_Work to be completed_: Copy, word for word, the opening line of the data and each line after it until the line that contains "spot the water pool", which is included. Leave the pictures out.
Data provided section start
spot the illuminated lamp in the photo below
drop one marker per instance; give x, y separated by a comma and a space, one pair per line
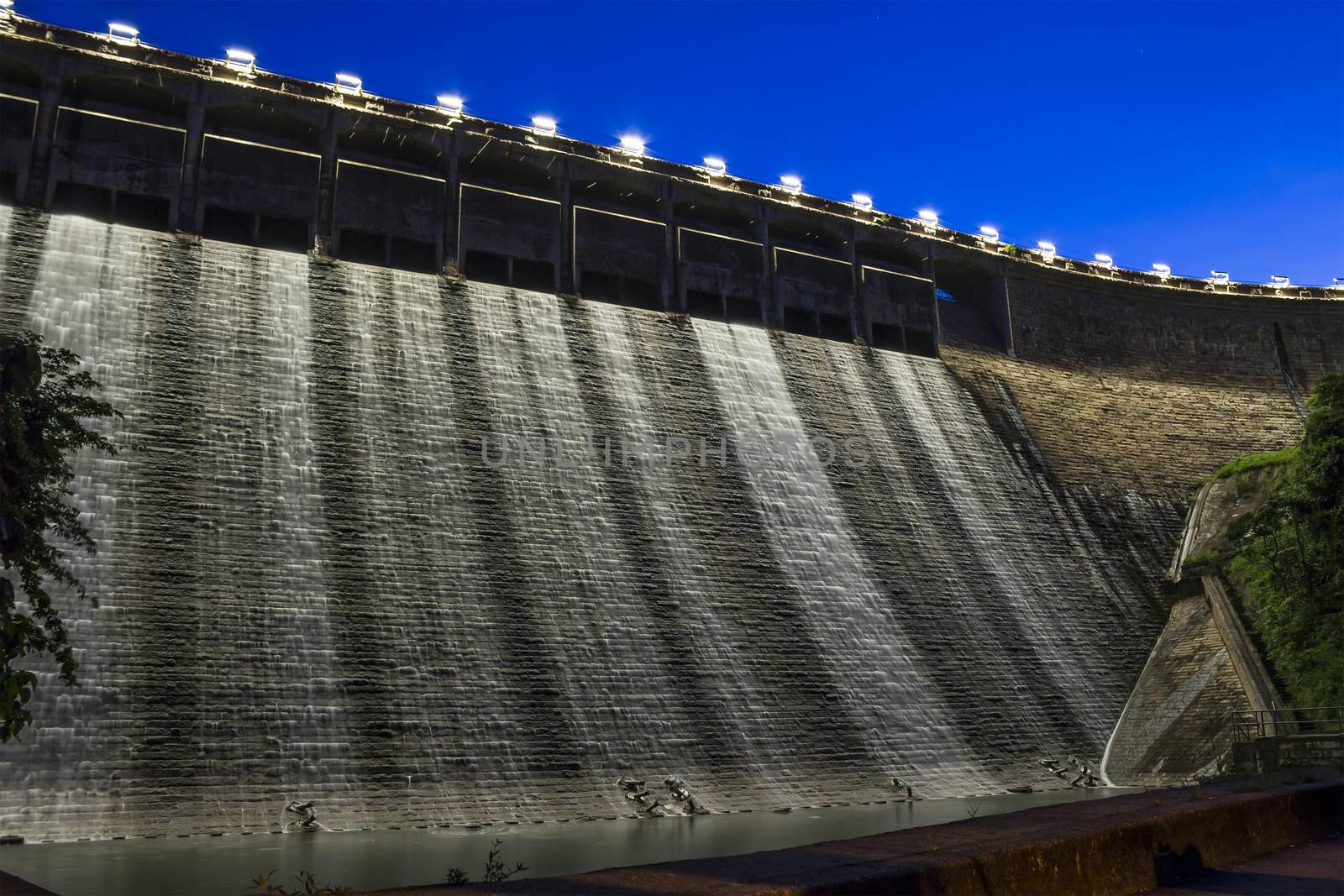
123, 34
241, 60
450, 105
349, 85
543, 127
632, 145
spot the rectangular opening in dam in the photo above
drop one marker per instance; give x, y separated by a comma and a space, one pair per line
707, 305
800, 320
743, 311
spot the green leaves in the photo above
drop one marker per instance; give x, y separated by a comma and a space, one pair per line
1290, 558
44, 403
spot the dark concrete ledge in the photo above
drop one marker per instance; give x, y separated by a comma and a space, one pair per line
1122, 846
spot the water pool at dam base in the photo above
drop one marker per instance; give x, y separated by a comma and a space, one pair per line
386, 859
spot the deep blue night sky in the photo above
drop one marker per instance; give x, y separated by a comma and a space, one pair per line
1203, 136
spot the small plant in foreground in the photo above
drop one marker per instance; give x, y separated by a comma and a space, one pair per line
262, 887
495, 871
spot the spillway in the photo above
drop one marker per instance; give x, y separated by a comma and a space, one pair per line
323, 573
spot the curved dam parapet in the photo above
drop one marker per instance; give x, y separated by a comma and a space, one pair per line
481, 468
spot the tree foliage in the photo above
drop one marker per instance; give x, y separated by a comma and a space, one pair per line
44, 402
1290, 559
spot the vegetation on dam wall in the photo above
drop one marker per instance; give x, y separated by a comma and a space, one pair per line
1289, 557
44, 398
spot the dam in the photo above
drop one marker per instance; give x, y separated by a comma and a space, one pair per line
468, 469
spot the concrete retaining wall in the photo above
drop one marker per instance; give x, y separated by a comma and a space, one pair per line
1121, 846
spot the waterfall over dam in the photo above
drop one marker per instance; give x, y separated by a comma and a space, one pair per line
319, 575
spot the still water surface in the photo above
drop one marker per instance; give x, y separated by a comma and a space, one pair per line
381, 859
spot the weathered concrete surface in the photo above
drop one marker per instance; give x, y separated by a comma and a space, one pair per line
1121, 846
315, 582
1203, 671
1178, 721
1315, 868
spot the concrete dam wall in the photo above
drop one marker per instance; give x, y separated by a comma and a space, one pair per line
313, 582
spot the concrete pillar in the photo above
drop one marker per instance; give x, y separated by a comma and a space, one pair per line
564, 264
452, 264
324, 242
932, 273
188, 188
858, 312
671, 275
1005, 317
37, 190
770, 301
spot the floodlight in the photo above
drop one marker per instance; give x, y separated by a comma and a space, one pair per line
123, 34
543, 125
632, 144
351, 85
450, 103
241, 60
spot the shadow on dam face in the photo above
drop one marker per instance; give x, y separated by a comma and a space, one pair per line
312, 580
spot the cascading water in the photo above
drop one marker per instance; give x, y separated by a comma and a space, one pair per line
389, 544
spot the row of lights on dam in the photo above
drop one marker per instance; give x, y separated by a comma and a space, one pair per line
633, 145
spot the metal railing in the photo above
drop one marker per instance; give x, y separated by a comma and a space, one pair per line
Data provided section end
_Written response_:
spot the illuminated lamp in the photo below
drop one marker per instance; give x, y separated by a comma and a space, one pair per line
123, 34
241, 60
450, 105
349, 85
543, 127
632, 145
spot the rectangular opening in dam in the photo above
drop one marker per instance; give x, y separated by a comma and a space, one pair per line
707, 305
800, 320
743, 311
spot the green leaves in the photo above
drop one marker per instance; give x, y separated by a comma and a space, one pair per line
1290, 558
44, 403
spot the dark concrete ledge in the photo above
drop one marker per instance; give x, y separated by a comma and a space, one pair per line
1122, 846
spot the water pool at dam base in the photo above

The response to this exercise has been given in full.